## START DATA TO PROCESS
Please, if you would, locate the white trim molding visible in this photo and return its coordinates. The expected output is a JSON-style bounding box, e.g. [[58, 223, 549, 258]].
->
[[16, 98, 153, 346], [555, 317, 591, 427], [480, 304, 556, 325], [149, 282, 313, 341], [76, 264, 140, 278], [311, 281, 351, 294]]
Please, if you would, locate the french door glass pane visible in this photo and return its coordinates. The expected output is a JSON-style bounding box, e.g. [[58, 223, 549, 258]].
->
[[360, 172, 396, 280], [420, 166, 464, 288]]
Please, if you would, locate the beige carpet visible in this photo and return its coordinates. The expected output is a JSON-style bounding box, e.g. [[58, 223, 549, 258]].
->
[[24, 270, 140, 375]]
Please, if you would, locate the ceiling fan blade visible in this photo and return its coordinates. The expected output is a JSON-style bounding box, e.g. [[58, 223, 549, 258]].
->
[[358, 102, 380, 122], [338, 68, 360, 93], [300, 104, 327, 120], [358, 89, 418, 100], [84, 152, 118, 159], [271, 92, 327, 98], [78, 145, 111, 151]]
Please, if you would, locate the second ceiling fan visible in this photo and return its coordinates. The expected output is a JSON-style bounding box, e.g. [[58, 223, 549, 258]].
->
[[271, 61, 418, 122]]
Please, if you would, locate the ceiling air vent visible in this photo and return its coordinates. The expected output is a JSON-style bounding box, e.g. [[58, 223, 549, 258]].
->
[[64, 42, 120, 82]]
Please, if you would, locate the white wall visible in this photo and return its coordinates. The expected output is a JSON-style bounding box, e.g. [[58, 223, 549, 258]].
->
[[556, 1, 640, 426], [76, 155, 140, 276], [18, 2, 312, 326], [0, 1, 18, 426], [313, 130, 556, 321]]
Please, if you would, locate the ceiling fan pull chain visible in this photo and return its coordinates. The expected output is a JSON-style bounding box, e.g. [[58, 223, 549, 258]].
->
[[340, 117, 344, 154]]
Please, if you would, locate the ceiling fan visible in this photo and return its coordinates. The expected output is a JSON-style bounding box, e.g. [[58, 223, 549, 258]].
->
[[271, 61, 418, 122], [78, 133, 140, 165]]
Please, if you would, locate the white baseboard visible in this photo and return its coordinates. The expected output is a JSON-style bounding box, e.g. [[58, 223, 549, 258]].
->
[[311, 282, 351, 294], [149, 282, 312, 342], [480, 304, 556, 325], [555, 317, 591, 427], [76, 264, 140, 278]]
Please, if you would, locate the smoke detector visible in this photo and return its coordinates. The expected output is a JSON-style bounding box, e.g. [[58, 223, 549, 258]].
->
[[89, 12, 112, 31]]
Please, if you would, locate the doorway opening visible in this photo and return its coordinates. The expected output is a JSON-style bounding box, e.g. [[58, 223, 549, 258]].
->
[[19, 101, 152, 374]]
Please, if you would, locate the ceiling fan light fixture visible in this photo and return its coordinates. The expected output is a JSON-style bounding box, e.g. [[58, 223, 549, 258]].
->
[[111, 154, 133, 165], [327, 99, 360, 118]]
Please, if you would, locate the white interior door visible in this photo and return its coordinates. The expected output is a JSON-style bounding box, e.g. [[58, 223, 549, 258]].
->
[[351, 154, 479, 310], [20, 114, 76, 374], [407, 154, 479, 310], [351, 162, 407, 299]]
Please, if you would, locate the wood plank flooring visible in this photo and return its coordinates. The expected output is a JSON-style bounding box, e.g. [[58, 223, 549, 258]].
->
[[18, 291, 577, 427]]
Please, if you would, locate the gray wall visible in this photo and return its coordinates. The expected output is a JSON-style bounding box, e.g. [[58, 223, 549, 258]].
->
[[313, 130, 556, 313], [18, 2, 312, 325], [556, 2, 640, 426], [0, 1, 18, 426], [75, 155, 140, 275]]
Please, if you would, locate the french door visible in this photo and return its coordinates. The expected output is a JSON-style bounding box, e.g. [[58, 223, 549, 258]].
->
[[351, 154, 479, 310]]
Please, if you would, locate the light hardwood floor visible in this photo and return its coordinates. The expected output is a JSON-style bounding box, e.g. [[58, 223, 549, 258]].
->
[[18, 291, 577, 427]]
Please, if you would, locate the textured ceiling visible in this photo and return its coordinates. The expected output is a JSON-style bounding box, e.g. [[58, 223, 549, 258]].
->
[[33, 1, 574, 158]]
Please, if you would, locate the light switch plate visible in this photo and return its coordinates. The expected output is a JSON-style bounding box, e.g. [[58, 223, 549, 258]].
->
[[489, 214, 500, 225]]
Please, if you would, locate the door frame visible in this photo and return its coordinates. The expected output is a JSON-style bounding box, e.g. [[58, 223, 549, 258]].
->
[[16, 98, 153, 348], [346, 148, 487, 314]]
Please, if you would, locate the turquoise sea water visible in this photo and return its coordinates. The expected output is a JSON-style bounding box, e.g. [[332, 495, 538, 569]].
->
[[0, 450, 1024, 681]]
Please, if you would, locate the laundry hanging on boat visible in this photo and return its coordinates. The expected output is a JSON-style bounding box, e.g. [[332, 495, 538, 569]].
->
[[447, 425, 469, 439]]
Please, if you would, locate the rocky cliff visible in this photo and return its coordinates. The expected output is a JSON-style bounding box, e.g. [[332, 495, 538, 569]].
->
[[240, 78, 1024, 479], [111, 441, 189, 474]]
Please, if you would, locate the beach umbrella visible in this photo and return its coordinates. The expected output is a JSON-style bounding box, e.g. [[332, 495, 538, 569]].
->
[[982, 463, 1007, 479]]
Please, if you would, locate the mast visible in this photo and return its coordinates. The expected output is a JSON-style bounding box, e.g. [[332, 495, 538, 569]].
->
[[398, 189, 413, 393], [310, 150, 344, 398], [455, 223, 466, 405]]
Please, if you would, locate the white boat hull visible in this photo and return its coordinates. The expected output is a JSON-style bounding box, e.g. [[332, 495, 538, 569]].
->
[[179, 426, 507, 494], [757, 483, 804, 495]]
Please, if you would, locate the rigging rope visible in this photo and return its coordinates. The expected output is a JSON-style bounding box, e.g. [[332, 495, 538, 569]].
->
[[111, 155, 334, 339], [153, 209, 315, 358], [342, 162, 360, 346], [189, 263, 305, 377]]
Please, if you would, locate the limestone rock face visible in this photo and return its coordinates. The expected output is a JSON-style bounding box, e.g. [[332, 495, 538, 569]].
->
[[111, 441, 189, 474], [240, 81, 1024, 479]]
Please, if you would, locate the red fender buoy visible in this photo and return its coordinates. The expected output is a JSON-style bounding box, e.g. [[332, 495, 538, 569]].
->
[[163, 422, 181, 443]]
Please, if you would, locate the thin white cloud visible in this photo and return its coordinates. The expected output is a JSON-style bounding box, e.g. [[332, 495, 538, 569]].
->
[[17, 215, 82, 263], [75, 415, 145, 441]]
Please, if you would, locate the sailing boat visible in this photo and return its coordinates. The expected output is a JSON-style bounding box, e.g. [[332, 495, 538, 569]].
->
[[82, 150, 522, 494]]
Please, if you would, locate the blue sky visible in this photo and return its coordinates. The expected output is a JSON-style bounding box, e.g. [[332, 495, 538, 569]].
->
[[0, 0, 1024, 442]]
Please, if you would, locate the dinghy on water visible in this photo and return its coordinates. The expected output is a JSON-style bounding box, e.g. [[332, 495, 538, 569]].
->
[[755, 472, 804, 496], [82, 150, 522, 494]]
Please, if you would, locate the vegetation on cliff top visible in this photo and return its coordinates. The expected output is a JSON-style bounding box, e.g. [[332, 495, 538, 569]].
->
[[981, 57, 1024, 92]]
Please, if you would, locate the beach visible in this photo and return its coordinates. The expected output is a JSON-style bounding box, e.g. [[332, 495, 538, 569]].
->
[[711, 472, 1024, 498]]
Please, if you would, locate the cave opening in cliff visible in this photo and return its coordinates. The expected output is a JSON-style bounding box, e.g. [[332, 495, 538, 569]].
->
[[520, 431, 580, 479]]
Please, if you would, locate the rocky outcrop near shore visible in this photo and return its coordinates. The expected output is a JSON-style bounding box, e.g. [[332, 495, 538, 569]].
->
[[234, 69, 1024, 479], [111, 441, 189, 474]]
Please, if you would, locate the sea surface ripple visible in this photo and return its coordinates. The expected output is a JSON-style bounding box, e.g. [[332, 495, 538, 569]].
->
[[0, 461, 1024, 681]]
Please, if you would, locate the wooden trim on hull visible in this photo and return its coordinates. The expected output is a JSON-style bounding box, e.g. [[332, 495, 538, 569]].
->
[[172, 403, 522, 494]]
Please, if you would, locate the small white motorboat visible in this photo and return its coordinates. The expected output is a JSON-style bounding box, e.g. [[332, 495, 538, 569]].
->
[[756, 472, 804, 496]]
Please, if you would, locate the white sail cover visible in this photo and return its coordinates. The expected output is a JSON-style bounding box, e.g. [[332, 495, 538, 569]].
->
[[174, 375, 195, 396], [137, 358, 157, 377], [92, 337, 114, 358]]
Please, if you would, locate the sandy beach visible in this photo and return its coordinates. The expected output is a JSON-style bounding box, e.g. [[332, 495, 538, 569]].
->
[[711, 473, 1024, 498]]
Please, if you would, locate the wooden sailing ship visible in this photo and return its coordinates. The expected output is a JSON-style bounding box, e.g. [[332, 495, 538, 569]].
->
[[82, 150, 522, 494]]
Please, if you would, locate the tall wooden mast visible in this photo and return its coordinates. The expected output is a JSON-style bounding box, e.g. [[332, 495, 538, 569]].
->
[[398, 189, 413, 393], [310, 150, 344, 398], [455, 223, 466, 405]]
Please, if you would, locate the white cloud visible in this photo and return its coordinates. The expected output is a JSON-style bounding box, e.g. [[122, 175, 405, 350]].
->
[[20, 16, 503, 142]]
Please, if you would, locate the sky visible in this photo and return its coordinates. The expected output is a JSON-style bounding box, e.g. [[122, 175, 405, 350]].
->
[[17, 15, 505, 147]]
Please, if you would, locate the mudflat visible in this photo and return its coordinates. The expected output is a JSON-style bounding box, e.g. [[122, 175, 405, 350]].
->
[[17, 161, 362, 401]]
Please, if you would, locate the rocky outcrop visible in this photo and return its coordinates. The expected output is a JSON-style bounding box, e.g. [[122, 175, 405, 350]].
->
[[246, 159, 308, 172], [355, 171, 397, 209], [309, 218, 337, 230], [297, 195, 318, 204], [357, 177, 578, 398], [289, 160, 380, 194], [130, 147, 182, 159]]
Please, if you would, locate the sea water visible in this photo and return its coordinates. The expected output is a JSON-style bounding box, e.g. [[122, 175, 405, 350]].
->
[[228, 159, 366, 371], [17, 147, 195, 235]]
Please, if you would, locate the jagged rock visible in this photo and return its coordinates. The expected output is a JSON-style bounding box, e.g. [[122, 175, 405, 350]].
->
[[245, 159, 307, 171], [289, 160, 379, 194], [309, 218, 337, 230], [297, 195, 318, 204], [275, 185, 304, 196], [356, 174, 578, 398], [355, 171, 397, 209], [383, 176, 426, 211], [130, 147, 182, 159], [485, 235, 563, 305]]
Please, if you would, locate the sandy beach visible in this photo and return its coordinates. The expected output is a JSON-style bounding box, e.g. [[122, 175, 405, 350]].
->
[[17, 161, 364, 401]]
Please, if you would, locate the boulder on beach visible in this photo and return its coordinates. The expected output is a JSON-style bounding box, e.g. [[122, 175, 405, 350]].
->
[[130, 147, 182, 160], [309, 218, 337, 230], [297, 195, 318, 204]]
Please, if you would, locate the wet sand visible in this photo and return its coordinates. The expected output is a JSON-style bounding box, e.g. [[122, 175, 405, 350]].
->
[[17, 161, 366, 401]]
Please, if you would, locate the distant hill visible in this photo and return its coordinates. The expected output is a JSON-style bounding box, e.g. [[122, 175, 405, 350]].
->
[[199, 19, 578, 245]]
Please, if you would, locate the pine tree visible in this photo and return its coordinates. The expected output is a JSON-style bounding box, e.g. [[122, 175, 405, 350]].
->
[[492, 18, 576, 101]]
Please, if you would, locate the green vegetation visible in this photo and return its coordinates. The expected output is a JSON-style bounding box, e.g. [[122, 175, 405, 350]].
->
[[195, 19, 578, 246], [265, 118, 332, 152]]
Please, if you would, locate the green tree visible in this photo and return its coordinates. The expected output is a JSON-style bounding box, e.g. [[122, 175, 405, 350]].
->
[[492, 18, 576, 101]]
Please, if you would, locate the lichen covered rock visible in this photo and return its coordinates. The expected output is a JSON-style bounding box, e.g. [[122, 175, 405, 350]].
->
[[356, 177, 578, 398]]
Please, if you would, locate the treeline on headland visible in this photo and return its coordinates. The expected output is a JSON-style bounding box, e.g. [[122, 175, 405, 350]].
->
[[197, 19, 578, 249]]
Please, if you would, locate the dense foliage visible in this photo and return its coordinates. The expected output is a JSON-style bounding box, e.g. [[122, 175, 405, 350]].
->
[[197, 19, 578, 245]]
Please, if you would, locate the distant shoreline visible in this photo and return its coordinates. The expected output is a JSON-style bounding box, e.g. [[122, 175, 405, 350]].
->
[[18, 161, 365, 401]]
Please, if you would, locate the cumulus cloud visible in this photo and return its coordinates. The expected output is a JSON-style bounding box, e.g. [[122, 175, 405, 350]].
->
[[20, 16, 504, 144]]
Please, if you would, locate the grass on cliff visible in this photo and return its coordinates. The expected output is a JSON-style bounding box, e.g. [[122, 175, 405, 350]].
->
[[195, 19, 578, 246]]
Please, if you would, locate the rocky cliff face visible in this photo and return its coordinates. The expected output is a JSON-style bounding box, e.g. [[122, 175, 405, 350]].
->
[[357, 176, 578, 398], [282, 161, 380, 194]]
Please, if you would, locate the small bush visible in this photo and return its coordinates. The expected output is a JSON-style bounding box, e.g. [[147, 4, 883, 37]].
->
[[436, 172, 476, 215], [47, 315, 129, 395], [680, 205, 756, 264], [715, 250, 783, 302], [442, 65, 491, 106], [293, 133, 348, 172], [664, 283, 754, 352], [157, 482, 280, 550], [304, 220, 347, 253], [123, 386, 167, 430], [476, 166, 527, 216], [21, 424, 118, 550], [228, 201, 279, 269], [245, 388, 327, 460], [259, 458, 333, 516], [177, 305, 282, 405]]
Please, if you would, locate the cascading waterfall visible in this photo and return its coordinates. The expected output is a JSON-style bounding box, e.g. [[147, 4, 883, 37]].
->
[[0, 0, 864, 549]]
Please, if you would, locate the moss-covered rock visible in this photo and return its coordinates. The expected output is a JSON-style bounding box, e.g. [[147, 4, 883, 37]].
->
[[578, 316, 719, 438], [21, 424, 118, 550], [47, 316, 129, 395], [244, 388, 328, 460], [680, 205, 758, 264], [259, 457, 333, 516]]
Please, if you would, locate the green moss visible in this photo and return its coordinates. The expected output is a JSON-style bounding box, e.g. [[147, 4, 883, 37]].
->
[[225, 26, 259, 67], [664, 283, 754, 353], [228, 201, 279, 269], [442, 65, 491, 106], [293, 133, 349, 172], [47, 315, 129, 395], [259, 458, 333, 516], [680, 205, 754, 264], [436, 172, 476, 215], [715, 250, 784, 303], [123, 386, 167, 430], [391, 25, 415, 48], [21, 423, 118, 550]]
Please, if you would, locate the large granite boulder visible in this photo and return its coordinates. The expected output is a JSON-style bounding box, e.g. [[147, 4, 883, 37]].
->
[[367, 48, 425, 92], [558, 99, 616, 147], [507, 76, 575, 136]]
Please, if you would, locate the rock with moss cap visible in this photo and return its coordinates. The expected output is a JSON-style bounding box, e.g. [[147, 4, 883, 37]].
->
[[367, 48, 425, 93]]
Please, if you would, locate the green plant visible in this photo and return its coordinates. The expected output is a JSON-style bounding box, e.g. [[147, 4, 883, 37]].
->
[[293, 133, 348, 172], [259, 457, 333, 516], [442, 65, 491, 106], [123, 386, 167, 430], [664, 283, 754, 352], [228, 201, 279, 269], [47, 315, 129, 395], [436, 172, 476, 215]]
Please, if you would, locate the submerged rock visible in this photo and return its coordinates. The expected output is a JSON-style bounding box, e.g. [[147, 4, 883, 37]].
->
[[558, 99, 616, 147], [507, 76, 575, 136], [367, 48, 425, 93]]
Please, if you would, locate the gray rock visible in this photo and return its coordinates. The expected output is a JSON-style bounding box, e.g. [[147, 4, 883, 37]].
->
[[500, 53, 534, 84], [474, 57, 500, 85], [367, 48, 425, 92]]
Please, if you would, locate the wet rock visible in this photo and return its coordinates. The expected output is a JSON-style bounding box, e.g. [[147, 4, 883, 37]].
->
## END DATA TO PROCESS
** GIVEN TASK **
Reproduce the lines from the line with "Please, if you would, locate the french door glass" to the line with "145, 111, 151]]", both included, offsetting every bounding box coordinate in the answers by adding 56.

** WRITTEN ANSWER **
Please, if you would, locate the french door glass pane visible in this photo and return its coordinates. The expected output is a JSON-style bounding box, e.g. [[58, 223, 549, 258]].
->
[[416, 228, 452, 336], [476, 222, 520, 344]]
Please, if you would, locate the beige carpet visible in this photo and return its coordinates. The expected output is a JSON-style bounding box, e.g. [[58, 223, 549, 258]].
->
[[80, 326, 196, 431]]
Please, if you would, locate the ceiling fan blade visible in this photo and return its coordinates. The expected output is a JSON-style bounding box, e.g. [[58, 223, 549, 258]].
->
[[414, 158, 436, 178], [394, 124, 416, 149], [356, 160, 383, 176], [414, 145, 474, 156], [140, 208, 174, 215], [327, 148, 383, 154], [134, 201, 167, 207]]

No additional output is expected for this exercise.